Okuma metni
--
Onlar İçin Korku ve Hüzün Yoktur

İHSAN

İstikâmet, umûmî mânâsıyla bir hedefe tezatsız, tereddütsüz ve devamlı olarak yönelip ilerlemek demektir. Tasavvuf ıstılâhında ise, yaratılıştaki mâsumiyet ve sâfiyeti lekelemeden muhâfaza edebilmektir.

İstikâmet, Allâh'ın Resûlü’ne muhabbeti tâze tutarak O’nun örnek şahsiyetinden nasîp almak, ahlâkı ile ahlâklanmak, bir ömür Kur’ân ve Sünnet’in rûhâniyeti ile yaşamak, nefsânî dünyâ zevklerinden uzaklaşıp ibâdet, kulluk ve mârifet sırlarına vukûfiyet kazanabilmektir.

HAK YOLUNDA İSTİKAMET

Hakk’a vâsıl olmak için istikâmetten başka yol olmadığı gibi, her hususta istikâmeti muhâfaza etmek kadar yüksek bir makam ve onun lâyıkıyla yerine getirilmesi kadar zor olan hiçbir emir yoktur. Bu sebeple Hak yolunda istikâmet, en büyük kerâmet olarak görülmüştür.

Cenâb-ı Hak, istikâmet ehlini şöyle müjdeler:

“Şüphesiz; «Rabbimiz Allâh’tır.» deyip sonra istikâmet üzere bulunanların üzerine melekler iner ve onlara; «Korkmayın, üzülmeyin, size va’dolunan Cennet'le sevinin! Biz, dünyâ hayâtında da Âhiret'te de sizin dostunuzuz. Gafûr ve Rahîm olan Allâh’ın bir ikrâmı olmak üzere, orada canınızın çektiği ve arzu ettiğiniz her şey sizin için hazırdır.» derler.” (Fussilet, 30-32)
--
Kayıt listesi
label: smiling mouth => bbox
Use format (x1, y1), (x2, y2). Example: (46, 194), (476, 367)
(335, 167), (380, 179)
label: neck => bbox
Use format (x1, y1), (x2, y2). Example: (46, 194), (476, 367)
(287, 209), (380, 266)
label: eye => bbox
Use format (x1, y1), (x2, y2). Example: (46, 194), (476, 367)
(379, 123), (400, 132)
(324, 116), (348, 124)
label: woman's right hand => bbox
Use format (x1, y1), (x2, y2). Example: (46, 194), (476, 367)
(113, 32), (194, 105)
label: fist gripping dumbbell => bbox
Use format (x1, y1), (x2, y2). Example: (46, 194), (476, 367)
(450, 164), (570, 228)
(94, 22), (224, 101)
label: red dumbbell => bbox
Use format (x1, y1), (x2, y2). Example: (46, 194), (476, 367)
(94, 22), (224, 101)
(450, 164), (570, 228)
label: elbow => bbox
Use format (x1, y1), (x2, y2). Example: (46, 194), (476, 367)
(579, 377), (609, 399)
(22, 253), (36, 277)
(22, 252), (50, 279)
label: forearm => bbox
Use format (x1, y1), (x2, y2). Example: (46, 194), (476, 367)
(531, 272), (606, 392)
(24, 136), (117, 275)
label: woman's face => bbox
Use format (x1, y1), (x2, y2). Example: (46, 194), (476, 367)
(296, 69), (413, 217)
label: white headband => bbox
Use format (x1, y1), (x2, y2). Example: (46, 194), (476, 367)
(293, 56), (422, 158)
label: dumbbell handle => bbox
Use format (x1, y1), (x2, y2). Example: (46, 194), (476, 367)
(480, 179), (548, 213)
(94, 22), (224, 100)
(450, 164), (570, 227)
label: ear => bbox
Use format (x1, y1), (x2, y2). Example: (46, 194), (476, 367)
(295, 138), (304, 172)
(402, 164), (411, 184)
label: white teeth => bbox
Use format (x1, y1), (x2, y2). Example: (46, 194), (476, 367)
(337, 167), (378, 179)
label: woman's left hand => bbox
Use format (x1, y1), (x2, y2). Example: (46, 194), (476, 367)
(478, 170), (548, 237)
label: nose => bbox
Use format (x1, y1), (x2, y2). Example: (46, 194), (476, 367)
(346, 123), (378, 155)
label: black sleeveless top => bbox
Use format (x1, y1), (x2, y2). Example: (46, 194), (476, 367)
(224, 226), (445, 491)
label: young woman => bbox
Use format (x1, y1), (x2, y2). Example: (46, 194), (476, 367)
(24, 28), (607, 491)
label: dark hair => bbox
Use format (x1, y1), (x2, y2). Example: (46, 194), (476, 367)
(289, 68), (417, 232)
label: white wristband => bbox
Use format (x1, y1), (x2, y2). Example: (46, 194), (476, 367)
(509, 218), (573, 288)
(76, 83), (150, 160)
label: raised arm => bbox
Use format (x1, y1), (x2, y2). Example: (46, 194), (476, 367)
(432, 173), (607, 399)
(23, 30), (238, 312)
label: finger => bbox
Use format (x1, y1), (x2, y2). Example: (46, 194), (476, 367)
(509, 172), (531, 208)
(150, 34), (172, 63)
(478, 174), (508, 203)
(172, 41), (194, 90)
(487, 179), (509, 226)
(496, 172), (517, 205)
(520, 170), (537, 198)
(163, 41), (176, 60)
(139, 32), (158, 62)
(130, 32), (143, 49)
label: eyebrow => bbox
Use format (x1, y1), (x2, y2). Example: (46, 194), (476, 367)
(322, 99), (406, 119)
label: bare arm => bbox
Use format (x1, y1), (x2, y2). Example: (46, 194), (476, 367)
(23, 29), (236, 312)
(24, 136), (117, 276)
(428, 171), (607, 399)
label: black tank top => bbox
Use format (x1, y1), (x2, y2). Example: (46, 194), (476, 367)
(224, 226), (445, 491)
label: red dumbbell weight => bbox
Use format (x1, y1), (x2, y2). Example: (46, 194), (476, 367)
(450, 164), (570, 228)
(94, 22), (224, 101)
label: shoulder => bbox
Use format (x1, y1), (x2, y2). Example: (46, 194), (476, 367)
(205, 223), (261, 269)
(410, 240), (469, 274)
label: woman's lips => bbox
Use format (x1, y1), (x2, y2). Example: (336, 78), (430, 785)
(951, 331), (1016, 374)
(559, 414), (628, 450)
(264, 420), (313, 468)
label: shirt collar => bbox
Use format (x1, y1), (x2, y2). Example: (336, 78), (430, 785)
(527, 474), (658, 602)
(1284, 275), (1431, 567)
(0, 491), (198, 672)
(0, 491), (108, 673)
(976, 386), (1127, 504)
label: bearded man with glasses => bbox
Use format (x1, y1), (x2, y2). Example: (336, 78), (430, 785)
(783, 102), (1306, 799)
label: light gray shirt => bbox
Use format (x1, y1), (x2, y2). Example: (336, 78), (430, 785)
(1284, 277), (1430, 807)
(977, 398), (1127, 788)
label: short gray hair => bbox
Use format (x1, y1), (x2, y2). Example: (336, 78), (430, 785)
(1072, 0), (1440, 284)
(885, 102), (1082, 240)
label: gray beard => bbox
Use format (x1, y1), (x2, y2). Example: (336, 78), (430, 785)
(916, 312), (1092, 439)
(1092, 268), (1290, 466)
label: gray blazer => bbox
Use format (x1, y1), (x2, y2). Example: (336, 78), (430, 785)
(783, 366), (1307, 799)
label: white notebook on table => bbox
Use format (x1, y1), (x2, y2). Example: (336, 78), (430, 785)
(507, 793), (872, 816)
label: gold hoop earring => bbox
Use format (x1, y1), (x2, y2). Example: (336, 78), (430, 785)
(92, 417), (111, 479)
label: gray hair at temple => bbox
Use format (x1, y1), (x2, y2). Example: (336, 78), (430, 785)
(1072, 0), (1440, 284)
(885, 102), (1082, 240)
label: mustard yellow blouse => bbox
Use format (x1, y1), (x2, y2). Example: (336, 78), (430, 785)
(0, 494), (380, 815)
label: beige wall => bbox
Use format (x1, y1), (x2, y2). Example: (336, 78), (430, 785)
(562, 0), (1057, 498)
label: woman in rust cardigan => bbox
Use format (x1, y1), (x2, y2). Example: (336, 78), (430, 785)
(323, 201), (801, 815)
--
Görev 1
İstikâmet metnine göre Hak yolunda istikâmet ne olarak görülmüştür?
Görev 2
İstikâmet metninden "Onlar İçin Korku" ile "kerâmet olarak görülmüştür." arasındaki kısmı, bu iki ifade de dahil olmak üzere aynen döndür.
Görev 3
İstikâmet metnini kaldığı yerden devam ettirerek yaz.

Yanıt 1
En büyük kerâmet olarak görülmüştür.

Yanıt 2
Onlar İçin Korku ve Hüzün Yoktur

İHSAN

İstikâmet, umûmî mânâsıyla bir hedefe tezatsız, tereddütsüz ve devamlı olarak yönelip ilerlemek demektir. Tasavvuf ıstılâhında ise, yaratılıştaki mâsumiyet ve sâfiyeti lekelemeden muhâfaza edebilmektir.

İstikâmet, Allâh'ın Resûlü’ne muhabbeti tâze tutarak O’nun örnek şahsiyetinden nasîp almak, ahlâkı ile ahlâklanmak, bir ömür Kur’ân ve Sünnet’in rûhâniyeti ile yaşamak, nefsânî dünyâ zevklerinden uzaklaşıp ibâdet, kulluk ve mârifet sırlarına vukûfiyet kazanabilmektir.

HAK YOLUNDA İSTİKAMET

Hakk’a vâsıl olmak için istikâmetten başka yol olmadığı gibi, her hususta istikâmeti muhâfaza etmek kadar yüksek bir makam ve onun lâyıkıyla yerine getirilmesi kadar zor olan hiçbir emir yoktur. Bu sebeple Hak yolunda istikâmet, en büyük kerâmet olarak görülmüştür.

Yanıt 3
“«Rabbimiz Allâh’tır.» deyip sonra da istikâmet üzere bulunanlar için ne korku ne de hüzün vardır. Onlar, işlediklerinin karşılığı olarak Cennet'te ebedî kalacaklardır.” (el-Ahkâf, 13-14)

İSTİKAMET EHLİNİN YOLU

İstikâmet ehlinin yolu “sırât-ı müstakîm”dir. Bu dosdoğru yola lâyıkıyla sülûk edebilenler hakkında Kur’ân-ı Kerîm’de şöyle buyrulmuştur:

“Kim Allâh’a ve Resûlüʼne itaat ederse işte onlar, Allâh’ın kendilerine lutuflarda bulunduğu peygamberler, sıddîklar, şehîtler ve sâlihlerle beraberdir. Bunlar ne güzel arkadaştır!” (en-Nisâ, 69)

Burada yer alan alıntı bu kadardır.